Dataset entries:
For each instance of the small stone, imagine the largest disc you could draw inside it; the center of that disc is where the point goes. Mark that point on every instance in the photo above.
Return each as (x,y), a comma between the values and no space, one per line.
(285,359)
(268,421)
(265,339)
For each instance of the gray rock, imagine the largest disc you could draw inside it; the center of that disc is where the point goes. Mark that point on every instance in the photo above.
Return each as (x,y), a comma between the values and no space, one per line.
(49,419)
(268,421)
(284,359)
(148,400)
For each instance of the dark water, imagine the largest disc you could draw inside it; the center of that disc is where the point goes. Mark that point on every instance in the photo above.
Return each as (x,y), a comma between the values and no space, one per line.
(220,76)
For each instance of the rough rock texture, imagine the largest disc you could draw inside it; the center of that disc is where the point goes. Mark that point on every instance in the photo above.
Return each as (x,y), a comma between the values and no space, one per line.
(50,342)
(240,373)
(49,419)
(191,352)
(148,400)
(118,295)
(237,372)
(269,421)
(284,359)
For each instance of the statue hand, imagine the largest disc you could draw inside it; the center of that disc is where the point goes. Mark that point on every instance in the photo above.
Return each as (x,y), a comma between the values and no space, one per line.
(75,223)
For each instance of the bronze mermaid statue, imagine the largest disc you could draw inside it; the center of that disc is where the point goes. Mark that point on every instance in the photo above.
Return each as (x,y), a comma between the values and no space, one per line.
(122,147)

▶ _WORK REQUEST_
Retype every record above exactly as written.

▶ _COMPLETED TASK_
For each instance of the small stone, imagine the largest disc you could draw inside it; the center of that disc is where the point goes. Mark that point on every instance in the photo above.
Return each as (x,y), a comma between the values and no space, one per line.
(285,359)
(268,421)
(265,339)
For each instance of the gray rock, imagine the largest disc you could draw inside it; the center of that disc is where the point goes. Mark that point on every instance in the photo above.
Return each as (x,y), a comma between the values and no space, one per line.
(49,419)
(268,421)
(284,359)
(148,400)
For each instance of the dark water, imagine the largest disc you could draw inside it; the center of that disc is where the point goes. Mark that point on every instance in the photo above.
Return each as (x,y), a comma between the values and no space, one per line.
(220,76)
For each instance of the rough rock texture, imagine the largest disc you could draw inside it; the center of that disc is where the point goes. Mark that point on every instance in the photo above.
Return each as (x,y), a comma between the values and no space, one per line.
(50,342)
(240,373)
(49,419)
(191,352)
(148,400)
(118,295)
(237,372)
(269,421)
(284,359)
For each instance of the statue hand, imagine the largest disc you could draw inside it; the center of that disc is where the point goes. Mark that point on every instance in the photo above.
Return each as (x,y), a comma between the values and no space, one per line.
(75,223)
For each instance of the bronze mermaid statue, imagine the largest disc you could draw inside it; the center of that disc is where the point goes. Mark that point on every instance in the photo above.
Return each as (x,y), a comma between the values and no space, one per line.
(122,147)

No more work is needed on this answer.